- _SET OF TASKS_
- 1) Return the stretch of the passage about dwelling on mistakes from "This always happens" through "goes like this.", copied word for word.
- 2) In the passage about dwelling on mistakes, condense the paragraph beginning "He was building a monastery" into a single shorter sentence that keeps its main facts.

- _SELECTED TEXT_
◆ ◆ ◆
"How stupid of me to do that?!"
I am sure we all have some thoughts or certain variation of that before. We are always focused on what we have done wrong rather than what we have done well. We look at our insecurities and blind ourselves from the strength.
This always happens to me. For example, when I am meeting with some friends. I will be making some jokes and having a great conversation when I just made a stupid lame joke that no one gets. After that I will be thinking of how stupid and lame of me to say that and bring the whole mood down.
I was reading a book "Who ordered This Truckload of Dung?" by Ajahn Brahm (which I highly recommend) who is a monk and he told about his story about a similar case. The story goes like this.
He was building a monastery where he had to prepare the foundations, lay concrete and bricks, erect the roof and put in the plumbing. He was a physicist and a high school teacher with no experience in construction or laying bricks.
Laying bricks seems much easier than done. He will be laying bricks and tapping to one corner to make it level when another corner would go up. So he'd tap the other corner and the brick will move out of line. He will be juggling back and forth just to make sure it is properly aligned.
◆ ◆ ◆
- _GIVEN RECORDS_
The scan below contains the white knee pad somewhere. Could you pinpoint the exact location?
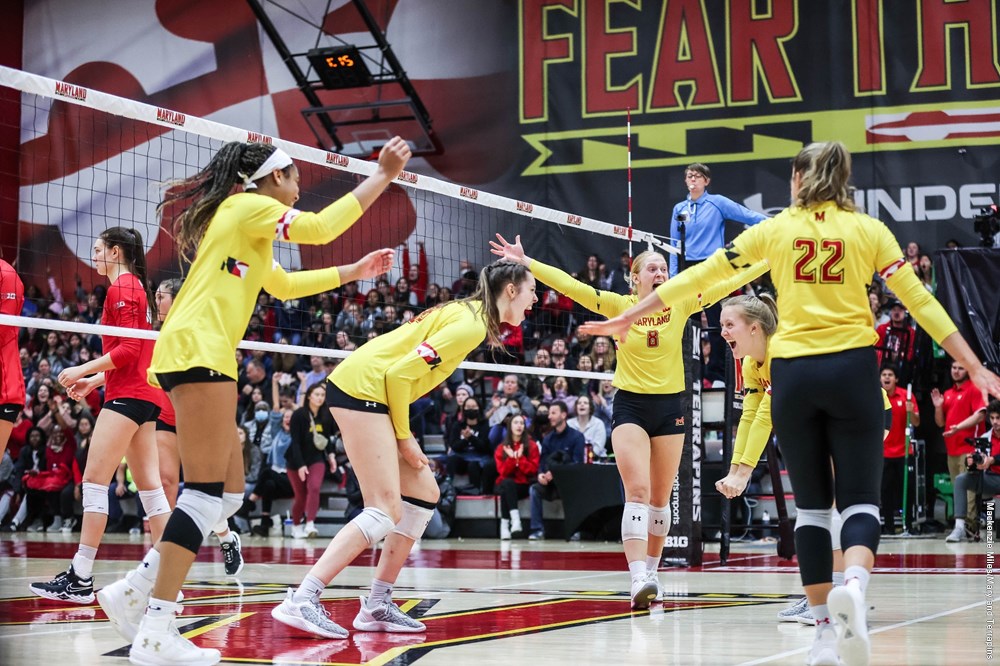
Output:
[649,506,670,537]
[392,500,434,541]
[177,488,222,539]
[830,509,844,550]
[139,486,170,518]
[622,502,649,541]
[840,504,881,523]
[83,482,108,516]
[795,509,833,532]
[351,506,396,546]
[212,493,243,534]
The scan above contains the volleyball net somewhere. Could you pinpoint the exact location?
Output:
[0,67,688,410]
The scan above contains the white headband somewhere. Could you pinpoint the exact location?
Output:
[236,148,292,190]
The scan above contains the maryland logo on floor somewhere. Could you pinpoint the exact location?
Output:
[0,583,786,666]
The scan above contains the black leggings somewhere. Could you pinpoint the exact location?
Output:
[771,348,883,513]
[496,479,531,518]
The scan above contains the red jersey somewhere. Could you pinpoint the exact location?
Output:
[941,381,986,456]
[101,273,159,404]
[882,386,919,458]
[0,259,24,409]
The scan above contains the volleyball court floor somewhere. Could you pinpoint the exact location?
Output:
[0,533,992,666]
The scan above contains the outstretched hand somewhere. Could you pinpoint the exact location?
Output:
[378,136,411,180]
[577,315,632,342]
[490,234,531,266]
[350,247,396,282]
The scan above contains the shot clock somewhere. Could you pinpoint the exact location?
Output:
[306,46,372,90]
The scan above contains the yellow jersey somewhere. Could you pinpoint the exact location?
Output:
[656,202,957,358]
[148,192,362,386]
[329,301,486,439]
[732,345,771,467]
[528,260,766,394]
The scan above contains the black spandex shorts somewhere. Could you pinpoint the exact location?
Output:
[611,389,684,437]
[156,367,236,393]
[103,398,160,425]
[326,380,389,414]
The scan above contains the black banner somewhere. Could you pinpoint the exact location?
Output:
[934,248,1000,372]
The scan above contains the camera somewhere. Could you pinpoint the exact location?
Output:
[965,437,990,472]
[972,204,1000,247]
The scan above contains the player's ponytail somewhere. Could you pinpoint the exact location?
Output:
[792,141,857,211]
[462,259,531,347]
[156,141,286,263]
[98,227,153,316]
[722,293,778,337]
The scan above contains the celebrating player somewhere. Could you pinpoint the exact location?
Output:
[585,142,1000,666]
[271,261,538,638]
[102,137,410,664]
[490,234,763,609]
[29,227,170,604]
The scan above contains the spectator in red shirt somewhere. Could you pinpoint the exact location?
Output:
[931,361,986,523]
[881,366,920,534]
[945,400,1000,542]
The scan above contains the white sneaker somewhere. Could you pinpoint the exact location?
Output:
[632,576,659,610]
[97,578,149,643]
[128,615,222,666]
[826,583,871,666]
[778,597,809,622]
[944,525,969,543]
[806,627,841,666]
[271,588,347,638]
[354,597,427,634]
[646,569,663,601]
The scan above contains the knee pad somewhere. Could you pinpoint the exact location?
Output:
[830,509,844,550]
[840,504,882,553]
[649,505,670,537]
[622,502,649,541]
[351,505,394,546]
[83,483,108,516]
[139,486,170,518]
[163,484,222,553]
[392,498,434,541]
[795,509,834,532]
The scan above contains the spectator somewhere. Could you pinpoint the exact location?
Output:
[486,373,535,418]
[931,361,986,526]
[493,414,539,540]
[567,395,608,458]
[285,384,337,539]
[247,409,295,537]
[442,398,493,494]
[945,400,1000,542]
[881,366,920,534]
[876,300,916,384]
[528,401,585,540]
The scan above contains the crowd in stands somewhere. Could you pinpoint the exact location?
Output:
[0,243,984,535]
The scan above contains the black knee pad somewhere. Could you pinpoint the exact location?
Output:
[795,525,833,585]
[840,513,882,554]
[161,508,205,555]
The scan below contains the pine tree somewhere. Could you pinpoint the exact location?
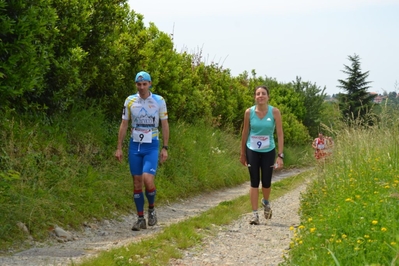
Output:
[338,54,376,124]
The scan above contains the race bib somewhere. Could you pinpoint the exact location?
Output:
[251,136,270,150]
[132,128,152,143]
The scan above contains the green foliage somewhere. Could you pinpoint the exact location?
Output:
[0,0,57,110]
[292,77,326,136]
[0,115,252,248]
[338,54,375,124]
[284,116,399,265]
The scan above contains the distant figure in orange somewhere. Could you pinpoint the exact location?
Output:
[325,136,334,156]
[312,132,327,160]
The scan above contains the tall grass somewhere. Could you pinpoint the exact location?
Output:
[283,110,399,265]
[0,109,255,252]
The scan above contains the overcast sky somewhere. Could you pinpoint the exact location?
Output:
[128,0,399,94]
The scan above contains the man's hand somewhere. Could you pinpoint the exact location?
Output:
[115,149,123,162]
[160,149,168,163]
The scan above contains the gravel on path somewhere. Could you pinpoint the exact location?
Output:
[0,169,309,266]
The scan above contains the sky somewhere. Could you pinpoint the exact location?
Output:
[128,0,399,95]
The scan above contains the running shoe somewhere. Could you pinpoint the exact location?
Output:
[249,212,259,225]
[262,199,273,220]
[148,209,158,226]
[132,217,147,231]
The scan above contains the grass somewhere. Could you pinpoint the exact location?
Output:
[0,108,312,251]
[283,127,399,266]
[79,169,308,266]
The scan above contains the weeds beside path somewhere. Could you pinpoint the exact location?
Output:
[0,169,309,266]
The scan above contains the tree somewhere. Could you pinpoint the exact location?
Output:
[291,77,326,136]
[338,54,376,123]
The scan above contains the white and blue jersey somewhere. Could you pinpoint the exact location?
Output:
[122,93,168,178]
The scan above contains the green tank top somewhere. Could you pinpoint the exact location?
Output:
[247,105,276,152]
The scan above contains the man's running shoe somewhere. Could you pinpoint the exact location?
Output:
[148,209,158,226]
[262,199,273,220]
[249,212,259,225]
[132,217,147,231]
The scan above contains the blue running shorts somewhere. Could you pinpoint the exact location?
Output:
[129,138,159,176]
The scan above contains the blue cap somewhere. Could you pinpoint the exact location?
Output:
[136,71,151,82]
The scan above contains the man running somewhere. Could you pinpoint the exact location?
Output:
[115,71,169,231]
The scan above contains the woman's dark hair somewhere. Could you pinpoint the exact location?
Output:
[254,85,270,96]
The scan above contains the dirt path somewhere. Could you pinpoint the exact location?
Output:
[0,169,306,266]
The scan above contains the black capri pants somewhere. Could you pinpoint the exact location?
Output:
[246,147,276,188]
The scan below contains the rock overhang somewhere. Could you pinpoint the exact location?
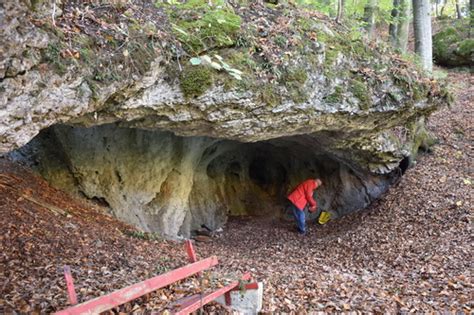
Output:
[0,1,449,235]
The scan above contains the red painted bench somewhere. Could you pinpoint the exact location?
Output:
[55,241,257,315]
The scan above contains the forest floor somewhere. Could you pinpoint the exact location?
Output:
[0,71,474,314]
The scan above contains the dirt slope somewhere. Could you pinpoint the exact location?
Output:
[0,72,474,313]
[198,72,474,313]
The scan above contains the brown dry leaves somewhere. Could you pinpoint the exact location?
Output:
[0,73,474,313]
[197,69,474,313]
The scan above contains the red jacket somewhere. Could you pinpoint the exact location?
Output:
[288,179,318,211]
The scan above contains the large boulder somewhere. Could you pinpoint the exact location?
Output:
[0,1,448,237]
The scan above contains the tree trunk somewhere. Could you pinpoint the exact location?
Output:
[336,0,345,23]
[364,0,377,39]
[456,0,462,19]
[412,0,433,73]
[439,0,448,16]
[397,0,410,53]
[388,0,400,47]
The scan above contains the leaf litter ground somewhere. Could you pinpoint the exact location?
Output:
[0,71,474,313]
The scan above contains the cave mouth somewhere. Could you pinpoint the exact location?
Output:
[9,124,389,236]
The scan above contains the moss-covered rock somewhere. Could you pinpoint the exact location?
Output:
[179,66,213,98]
[433,18,474,67]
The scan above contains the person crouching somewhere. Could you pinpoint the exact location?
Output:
[287,179,322,235]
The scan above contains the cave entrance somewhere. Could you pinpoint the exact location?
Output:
[10,124,388,236]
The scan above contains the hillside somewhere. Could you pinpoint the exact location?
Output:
[0,72,474,313]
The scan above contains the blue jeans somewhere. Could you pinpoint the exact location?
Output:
[290,204,306,234]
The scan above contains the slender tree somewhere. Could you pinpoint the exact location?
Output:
[456,0,462,19]
[364,0,377,38]
[389,0,410,53]
[388,0,400,47]
[336,0,346,23]
[397,0,410,53]
[412,0,433,73]
[439,0,448,16]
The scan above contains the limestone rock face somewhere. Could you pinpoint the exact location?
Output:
[0,1,447,237]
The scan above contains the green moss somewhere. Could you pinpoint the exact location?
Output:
[273,35,288,48]
[179,66,213,98]
[283,67,308,84]
[258,83,281,107]
[324,86,344,103]
[280,67,308,103]
[169,0,241,54]
[349,79,372,110]
[457,39,474,56]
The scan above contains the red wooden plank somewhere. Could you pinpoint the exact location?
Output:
[224,288,231,306]
[184,240,197,263]
[56,256,218,315]
[174,273,251,315]
[64,266,77,305]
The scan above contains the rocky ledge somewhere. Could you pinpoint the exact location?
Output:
[0,0,449,237]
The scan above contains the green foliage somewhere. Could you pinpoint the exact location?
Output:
[433,19,474,66]
[433,27,461,56]
[179,66,213,98]
[457,38,474,56]
[165,0,241,55]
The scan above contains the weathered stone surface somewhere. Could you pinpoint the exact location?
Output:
[10,124,396,237]
[0,2,446,237]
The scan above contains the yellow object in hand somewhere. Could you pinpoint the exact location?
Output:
[318,211,331,224]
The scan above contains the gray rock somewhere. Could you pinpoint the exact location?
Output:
[0,1,445,237]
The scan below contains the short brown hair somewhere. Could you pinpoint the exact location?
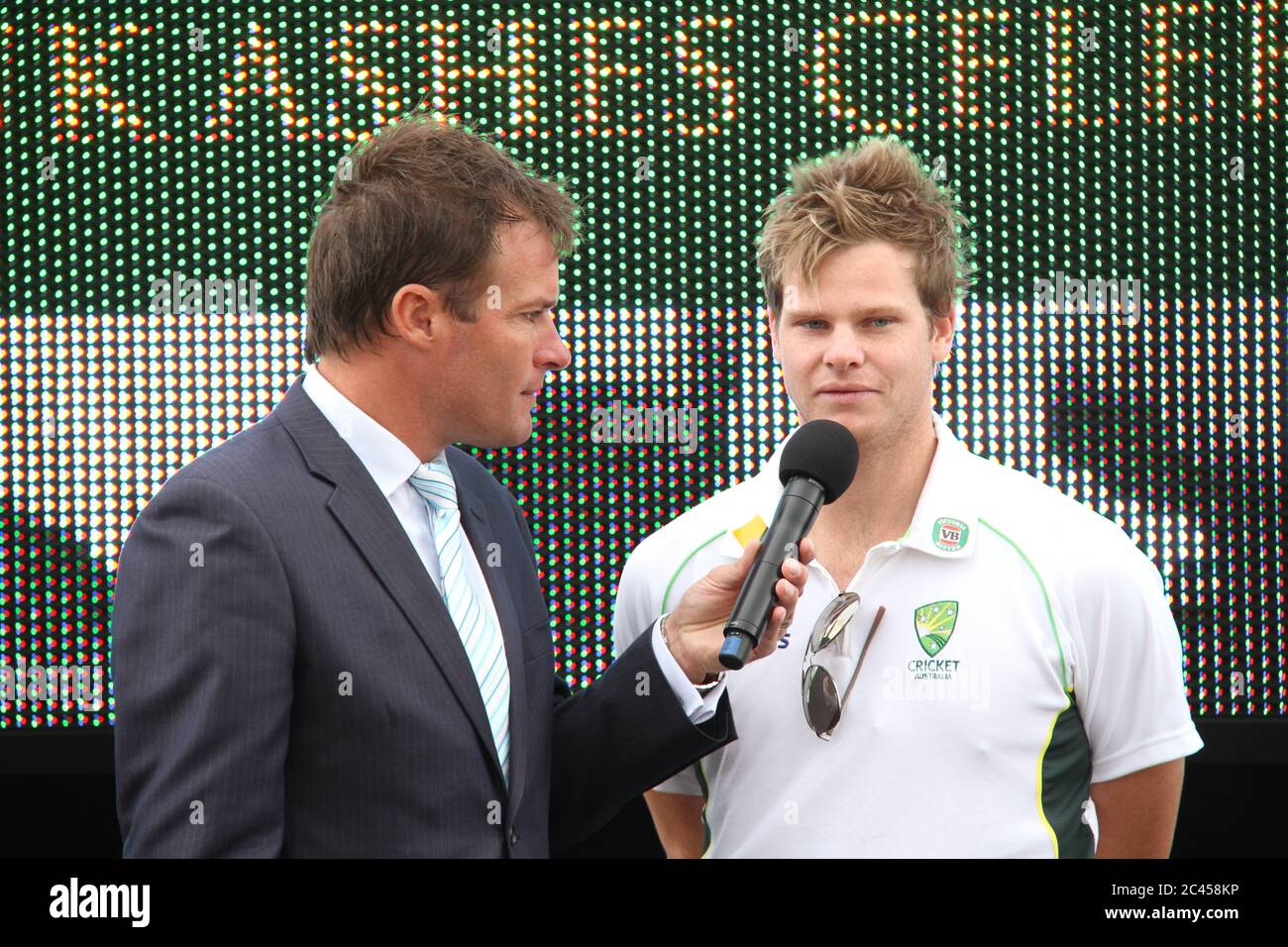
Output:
[304,111,580,362]
[756,136,973,320]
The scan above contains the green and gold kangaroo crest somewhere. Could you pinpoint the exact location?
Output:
[912,601,957,657]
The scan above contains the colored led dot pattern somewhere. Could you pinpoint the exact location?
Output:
[0,0,1288,728]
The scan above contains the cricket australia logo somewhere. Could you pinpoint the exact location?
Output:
[912,601,957,657]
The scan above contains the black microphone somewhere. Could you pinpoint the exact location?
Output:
[720,420,859,672]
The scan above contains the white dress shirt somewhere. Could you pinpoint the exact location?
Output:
[304,365,725,724]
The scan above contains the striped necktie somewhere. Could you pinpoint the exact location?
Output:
[411,456,510,789]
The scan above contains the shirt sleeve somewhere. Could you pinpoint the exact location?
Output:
[1073,536,1203,783]
[613,546,705,796]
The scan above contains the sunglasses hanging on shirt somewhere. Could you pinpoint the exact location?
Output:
[802,591,885,740]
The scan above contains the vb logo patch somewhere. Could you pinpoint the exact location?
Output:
[912,601,957,657]
[930,517,970,553]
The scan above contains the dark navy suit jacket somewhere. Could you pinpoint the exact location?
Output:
[112,378,735,858]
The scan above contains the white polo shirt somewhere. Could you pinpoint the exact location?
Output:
[614,414,1203,857]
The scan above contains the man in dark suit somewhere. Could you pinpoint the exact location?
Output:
[112,116,812,857]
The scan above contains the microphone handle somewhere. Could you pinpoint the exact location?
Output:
[720,476,825,670]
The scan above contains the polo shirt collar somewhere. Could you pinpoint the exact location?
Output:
[304,365,442,498]
[721,411,979,559]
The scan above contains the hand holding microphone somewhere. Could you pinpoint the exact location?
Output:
[666,420,859,683]
[720,420,859,670]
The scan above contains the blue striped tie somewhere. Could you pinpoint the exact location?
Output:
[411,458,510,789]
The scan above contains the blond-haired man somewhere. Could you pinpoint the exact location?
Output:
[614,138,1202,857]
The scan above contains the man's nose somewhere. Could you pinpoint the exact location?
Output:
[823,330,867,368]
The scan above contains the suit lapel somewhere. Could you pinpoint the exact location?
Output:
[273,378,504,793]
[447,451,528,806]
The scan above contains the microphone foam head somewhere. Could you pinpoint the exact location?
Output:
[778,419,859,502]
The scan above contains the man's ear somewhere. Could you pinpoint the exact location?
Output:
[386,283,451,349]
[928,299,957,362]
[765,307,783,365]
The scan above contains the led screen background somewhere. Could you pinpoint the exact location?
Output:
[0,3,1288,729]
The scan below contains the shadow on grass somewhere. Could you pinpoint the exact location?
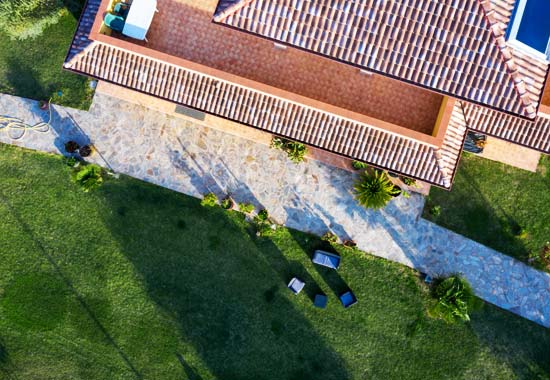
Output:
[102,177,348,380]
[2,56,53,99]
[0,193,142,379]
[471,305,550,379]
[176,352,202,380]
[63,0,86,20]
[423,154,529,261]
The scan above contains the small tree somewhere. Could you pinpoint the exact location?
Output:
[271,137,307,163]
[432,275,480,322]
[72,164,103,193]
[201,193,218,207]
[354,170,396,209]
[0,0,64,40]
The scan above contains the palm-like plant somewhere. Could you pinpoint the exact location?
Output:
[72,164,103,192]
[432,275,479,322]
[354,170,396,209]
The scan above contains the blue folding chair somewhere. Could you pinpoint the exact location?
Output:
[340,290,357,309]
[103,13,125,32]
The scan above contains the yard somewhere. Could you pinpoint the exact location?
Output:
[0,0,92,109]
[423,153,550,270]
[0,145,550,380]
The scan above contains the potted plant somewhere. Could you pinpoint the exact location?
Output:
[354,170,395,209]
[351,160,369,170]
[343,239,357,248]
[431,275,481,322]
[201,193,218,207]
[391,185,403,198]
[38,100,50,111]
[72,165,103,192]
[220,195,235,210]
[78,145,93,157]
[65,140,80,154]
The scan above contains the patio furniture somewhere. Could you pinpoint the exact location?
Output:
[340,290,357,309]
[313,294,328,309]
[113,2,130,18]
[311,250,340,269]
[122,0,157,40]
[103,13,124,32]
[288,277,306,294]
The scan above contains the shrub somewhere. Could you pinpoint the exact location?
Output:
[321,231,338,244]
[65,141,80,154]
[432,275,480,322]
[220,197,233,210]
[0,0,66,40]
[351,160,369,170]
[401,177,416,187]
[430,205,441,217]
[78,145,93,157]
[354,171,396,209]
[271,137,286,150]
[201,193,218,207]
[239,203,254,214]
[65,157,78,168]
[257,208,269,222]
[271,137,307,163]
[538,242,550,270]
[72,164,103,192]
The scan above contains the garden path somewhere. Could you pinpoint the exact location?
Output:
[0,93,550,327]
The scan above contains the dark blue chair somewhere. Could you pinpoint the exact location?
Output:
[288,277,306,294]
[311,250,340,269]
[103,13,125,32]
[340,290,357,309]
[313,294,328,309]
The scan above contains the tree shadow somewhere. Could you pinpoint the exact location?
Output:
[471,306,550,379]
[176,352,202,380]
[0,57,53,100]
[0,193,142,379]
[63,0,86,20]
[98,166,348,379]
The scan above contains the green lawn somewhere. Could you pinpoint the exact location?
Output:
[0,0,92,109]
[0,144,550,380]
[424,153,550,269]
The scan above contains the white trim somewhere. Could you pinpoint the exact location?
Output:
[508,0,550,62]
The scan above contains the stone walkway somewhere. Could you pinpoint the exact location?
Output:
[0,93,550,327]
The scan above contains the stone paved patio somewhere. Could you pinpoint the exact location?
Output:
[0,93,550,327]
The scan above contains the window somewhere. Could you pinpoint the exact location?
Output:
[508,0,550,60]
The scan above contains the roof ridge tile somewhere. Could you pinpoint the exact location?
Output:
[214,0,254,22]
[478,0,537,119]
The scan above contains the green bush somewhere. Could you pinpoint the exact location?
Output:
[401,177,417,187]
[354,170,396,209]
[271,137,307,163]
[72,164,103,192]
[0,0,66,40]
[432,275,481,322]
[220,197,233,210]
[430,205,441,217]
[257,208,269,222]
[321,231,338,244]
[239,203,254,214]
[201,193,218,207]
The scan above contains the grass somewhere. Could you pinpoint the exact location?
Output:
[424,153,550,269]
[0,0,92,109]
[0,145,550,380]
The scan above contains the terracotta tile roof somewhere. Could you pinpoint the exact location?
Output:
[214,0,548,118]
[462,102,550,154]
[65,36,466,188]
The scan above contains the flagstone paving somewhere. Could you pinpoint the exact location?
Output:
[0,93,550,327]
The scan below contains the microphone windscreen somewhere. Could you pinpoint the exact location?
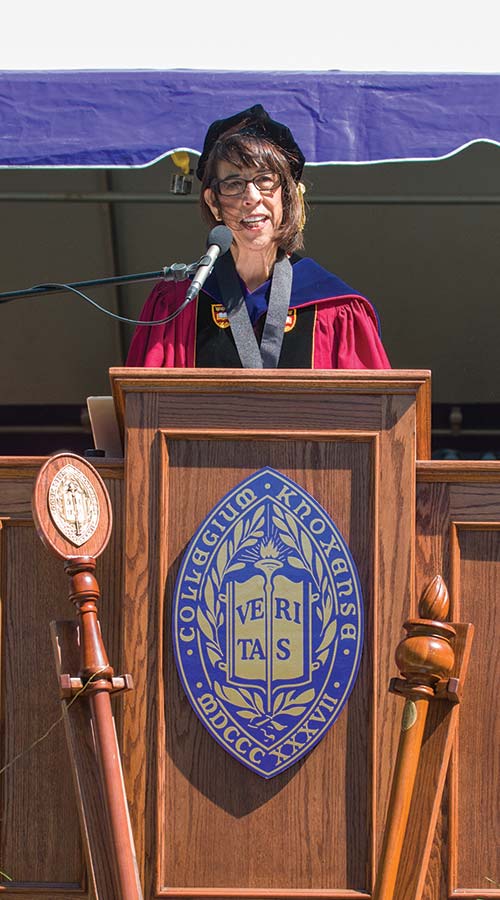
◆ ◆ ◆
- _RESPONSES BY TASK_
- 1)
This always happens to me. For example, when I am meeting with some friends. I will be making some jokes and having a great conversation when I just made a stupid lame joke that no one gets. After that I will be thinking of how stupid and lame of me to say that and bring the whole mood down.
I was reading a book "Who ordered This Truckload of Dung?" by Ajahn Brahm (which I highly recommend) who is a monk and he told about his story about a similar case. The story goes like this.

- 2) He was building a monastery, which meant preparing the foundations, laying concrete and bricks, erecting the roof and putting in the plumbing, though as a physicist and high school teacher he had no construction or bricklaying experience.